== Working data
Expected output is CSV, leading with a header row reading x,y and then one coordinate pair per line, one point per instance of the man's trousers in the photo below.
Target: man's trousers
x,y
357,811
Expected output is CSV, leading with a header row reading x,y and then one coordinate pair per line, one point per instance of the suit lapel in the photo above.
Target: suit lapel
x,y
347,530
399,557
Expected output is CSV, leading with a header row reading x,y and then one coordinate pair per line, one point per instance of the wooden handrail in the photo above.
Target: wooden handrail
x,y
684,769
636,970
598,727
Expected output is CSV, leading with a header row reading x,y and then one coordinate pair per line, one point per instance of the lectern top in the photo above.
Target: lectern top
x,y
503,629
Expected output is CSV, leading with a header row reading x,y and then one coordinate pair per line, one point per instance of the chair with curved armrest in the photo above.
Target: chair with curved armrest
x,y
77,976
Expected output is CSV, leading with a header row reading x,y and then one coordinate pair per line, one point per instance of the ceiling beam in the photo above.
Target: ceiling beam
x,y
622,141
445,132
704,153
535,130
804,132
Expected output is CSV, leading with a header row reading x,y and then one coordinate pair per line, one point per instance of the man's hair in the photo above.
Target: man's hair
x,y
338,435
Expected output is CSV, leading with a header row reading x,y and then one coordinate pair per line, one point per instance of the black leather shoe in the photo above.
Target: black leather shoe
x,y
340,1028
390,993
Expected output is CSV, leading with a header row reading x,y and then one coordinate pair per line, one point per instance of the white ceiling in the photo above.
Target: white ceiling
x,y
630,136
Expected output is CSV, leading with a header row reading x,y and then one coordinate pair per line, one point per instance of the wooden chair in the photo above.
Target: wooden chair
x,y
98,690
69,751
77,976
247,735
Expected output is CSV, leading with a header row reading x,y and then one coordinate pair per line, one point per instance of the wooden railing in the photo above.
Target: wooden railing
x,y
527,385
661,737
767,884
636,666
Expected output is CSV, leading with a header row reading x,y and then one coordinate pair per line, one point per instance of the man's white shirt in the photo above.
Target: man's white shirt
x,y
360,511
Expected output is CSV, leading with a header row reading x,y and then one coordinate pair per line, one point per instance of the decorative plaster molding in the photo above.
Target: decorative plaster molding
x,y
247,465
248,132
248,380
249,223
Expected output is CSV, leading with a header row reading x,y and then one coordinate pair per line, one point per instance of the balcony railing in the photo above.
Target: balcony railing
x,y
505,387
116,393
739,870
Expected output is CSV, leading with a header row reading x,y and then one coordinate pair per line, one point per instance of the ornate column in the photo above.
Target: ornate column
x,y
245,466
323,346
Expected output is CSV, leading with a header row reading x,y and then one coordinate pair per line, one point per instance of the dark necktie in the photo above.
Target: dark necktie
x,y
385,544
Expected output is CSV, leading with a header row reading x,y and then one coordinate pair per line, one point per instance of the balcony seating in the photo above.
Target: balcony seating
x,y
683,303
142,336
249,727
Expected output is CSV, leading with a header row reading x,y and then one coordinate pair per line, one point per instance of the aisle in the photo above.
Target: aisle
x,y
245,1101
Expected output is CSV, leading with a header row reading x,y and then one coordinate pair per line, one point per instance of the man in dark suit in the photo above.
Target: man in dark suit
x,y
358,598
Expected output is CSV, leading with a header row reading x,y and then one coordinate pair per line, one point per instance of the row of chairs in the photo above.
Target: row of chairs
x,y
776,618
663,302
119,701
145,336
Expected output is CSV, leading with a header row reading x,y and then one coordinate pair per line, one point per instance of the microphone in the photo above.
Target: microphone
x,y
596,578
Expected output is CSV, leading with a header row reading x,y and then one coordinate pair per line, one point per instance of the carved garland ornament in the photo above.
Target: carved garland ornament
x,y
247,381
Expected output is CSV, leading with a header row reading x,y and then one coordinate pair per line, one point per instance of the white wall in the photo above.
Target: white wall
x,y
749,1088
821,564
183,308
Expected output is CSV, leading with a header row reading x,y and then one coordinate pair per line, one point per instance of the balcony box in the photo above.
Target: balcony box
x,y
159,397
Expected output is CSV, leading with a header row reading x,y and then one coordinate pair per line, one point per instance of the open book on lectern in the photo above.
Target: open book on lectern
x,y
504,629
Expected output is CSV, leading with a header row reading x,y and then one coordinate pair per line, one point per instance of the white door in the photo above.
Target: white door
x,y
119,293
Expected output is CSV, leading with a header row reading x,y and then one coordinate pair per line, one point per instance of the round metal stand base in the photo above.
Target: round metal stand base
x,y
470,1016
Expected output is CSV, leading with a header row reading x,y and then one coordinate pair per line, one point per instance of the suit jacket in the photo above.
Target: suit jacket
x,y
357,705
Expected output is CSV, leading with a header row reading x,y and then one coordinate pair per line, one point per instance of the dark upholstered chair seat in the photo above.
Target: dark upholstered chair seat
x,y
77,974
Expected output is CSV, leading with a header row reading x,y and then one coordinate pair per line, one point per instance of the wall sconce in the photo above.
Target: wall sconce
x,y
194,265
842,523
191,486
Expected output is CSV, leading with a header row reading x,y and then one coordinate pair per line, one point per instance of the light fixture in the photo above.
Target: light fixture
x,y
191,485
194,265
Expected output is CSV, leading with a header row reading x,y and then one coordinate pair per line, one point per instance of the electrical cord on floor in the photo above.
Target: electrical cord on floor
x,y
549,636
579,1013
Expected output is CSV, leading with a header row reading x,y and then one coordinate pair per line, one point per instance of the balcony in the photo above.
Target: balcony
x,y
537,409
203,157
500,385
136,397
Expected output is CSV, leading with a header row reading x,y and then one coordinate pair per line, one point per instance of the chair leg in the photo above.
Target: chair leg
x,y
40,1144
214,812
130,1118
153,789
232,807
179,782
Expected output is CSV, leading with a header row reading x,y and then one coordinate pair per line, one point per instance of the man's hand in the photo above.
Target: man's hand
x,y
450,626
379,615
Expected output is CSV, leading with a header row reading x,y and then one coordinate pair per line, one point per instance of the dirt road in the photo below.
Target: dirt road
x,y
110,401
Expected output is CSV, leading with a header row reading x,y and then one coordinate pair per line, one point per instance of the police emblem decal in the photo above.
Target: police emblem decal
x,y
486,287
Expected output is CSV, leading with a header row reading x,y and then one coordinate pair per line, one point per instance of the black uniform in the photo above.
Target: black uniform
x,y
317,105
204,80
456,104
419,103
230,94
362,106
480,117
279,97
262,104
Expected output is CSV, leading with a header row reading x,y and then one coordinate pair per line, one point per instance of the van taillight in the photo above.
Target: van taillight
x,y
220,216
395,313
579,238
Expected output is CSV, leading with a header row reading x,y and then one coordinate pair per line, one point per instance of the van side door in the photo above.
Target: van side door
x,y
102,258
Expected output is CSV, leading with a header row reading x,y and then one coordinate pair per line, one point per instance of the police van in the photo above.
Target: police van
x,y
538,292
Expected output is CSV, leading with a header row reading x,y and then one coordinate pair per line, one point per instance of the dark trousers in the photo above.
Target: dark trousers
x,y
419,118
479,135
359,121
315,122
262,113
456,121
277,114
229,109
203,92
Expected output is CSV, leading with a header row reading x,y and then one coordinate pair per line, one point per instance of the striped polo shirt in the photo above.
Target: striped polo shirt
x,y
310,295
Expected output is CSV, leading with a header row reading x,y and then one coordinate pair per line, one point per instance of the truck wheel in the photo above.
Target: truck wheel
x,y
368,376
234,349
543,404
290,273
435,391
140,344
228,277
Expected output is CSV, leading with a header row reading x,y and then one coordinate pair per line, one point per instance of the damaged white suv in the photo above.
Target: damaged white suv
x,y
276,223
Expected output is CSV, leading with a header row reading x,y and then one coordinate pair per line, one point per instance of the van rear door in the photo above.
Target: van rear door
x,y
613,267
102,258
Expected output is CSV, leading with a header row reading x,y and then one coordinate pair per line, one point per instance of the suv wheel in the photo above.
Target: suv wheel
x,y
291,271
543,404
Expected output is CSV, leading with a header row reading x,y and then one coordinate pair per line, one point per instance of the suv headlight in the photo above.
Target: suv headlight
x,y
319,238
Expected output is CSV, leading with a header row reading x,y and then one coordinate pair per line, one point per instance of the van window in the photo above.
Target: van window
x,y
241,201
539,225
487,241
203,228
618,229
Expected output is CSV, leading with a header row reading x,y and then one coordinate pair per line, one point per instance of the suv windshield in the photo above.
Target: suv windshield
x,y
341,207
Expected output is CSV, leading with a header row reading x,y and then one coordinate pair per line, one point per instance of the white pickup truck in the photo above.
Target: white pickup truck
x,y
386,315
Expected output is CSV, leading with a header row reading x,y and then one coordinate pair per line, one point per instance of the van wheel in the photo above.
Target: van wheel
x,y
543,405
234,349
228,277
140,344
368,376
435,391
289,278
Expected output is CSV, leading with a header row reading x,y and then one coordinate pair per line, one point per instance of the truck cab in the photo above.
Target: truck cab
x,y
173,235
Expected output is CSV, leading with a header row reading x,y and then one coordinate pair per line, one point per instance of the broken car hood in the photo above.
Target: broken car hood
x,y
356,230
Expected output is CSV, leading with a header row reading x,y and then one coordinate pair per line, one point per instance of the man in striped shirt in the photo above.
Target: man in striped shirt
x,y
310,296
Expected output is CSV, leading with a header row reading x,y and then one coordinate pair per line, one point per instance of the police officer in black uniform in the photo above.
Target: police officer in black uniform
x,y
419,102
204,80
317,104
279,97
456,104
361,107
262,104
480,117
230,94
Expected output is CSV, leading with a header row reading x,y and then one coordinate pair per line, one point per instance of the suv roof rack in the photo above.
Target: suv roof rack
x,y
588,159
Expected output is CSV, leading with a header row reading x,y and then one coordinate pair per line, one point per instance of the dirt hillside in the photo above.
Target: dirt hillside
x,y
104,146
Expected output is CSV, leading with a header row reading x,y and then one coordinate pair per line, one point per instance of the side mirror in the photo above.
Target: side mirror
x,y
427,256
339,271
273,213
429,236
====
Reproduce exactly the section above that begins at the line containing "Target: wooden railing" and ends at the line containing "ornament in the photo above.", leaving out all other lines.

## Exercise response
Target: wooden railing
x,y
527,385
661,737
767,884
636,666
Expected output is CSV, leading with a header row reading x,y and then one coordinate pair per line, one point per instance of the man's white shirt in the photo above.
Target: man's white shirt
x,y
360,511
Expected output is CSV, leading with a header row reading x,y and then one coordinate pair per line, one point per instance of the decorative plaster molding in the photo above.
Target: decorative plaster molding
x,y
247,465
248,132
248,380
249,223
Expected output is CSV, leading with a header row reading x,y and then one coordinate pair per line, one point per instance of the balcony railing in the photo above.
Target: balcony railing
x,y
505,387
116,393
739,870
Expected output is CSV, leading with a header row reading x,y and then one coordinate pair per line, one point per instance of the ornate column in the photo above.
Target: ornate column
x,y
245,466
323,346
Expected output is CSV, leading with a header row reading x,y and then one coordinate pair per line, one point per instance of the dark necktie in the photo above.
Target: dark necktie
x,y
385,544
Expected output is CSV, leading with a header row reading x,y and then one coordinate pair per line, one point per instance of the balcony seating in the photo above.
Target: balcony seating
x,y
683,303
142,336
249,727
Expected output is CSV, leading with a header row reading x,y and then one coordinate pair per line, one point per instance of the aisle in the photo above.
Target: aisle
x,y
245,1101
Expected output is CSV, leading with a header row reading x,y and then one coordinate pair per line, one point per instance of the man in dark suit in the photo above.
Target: man in dark suit
x,y
358,598
Expected output is CSV, leading with a header row reading x,y and then one coordinate pair per line, one point per instance of the row of chairs in the photo above.
Target: row of chairs
x,y
776,618
663,302
119,701
145,336
Expected output is CSV, leading with a header row reading x,y and then one coordinate pair per line, one point per instance of the microphone in the photo above.
Target: microphone
x,y
596,578
Expected output is CSV, leading with a header row reading x,y and then one coordinate pair per line, one point per instance of the carved garland ornament in the photo above.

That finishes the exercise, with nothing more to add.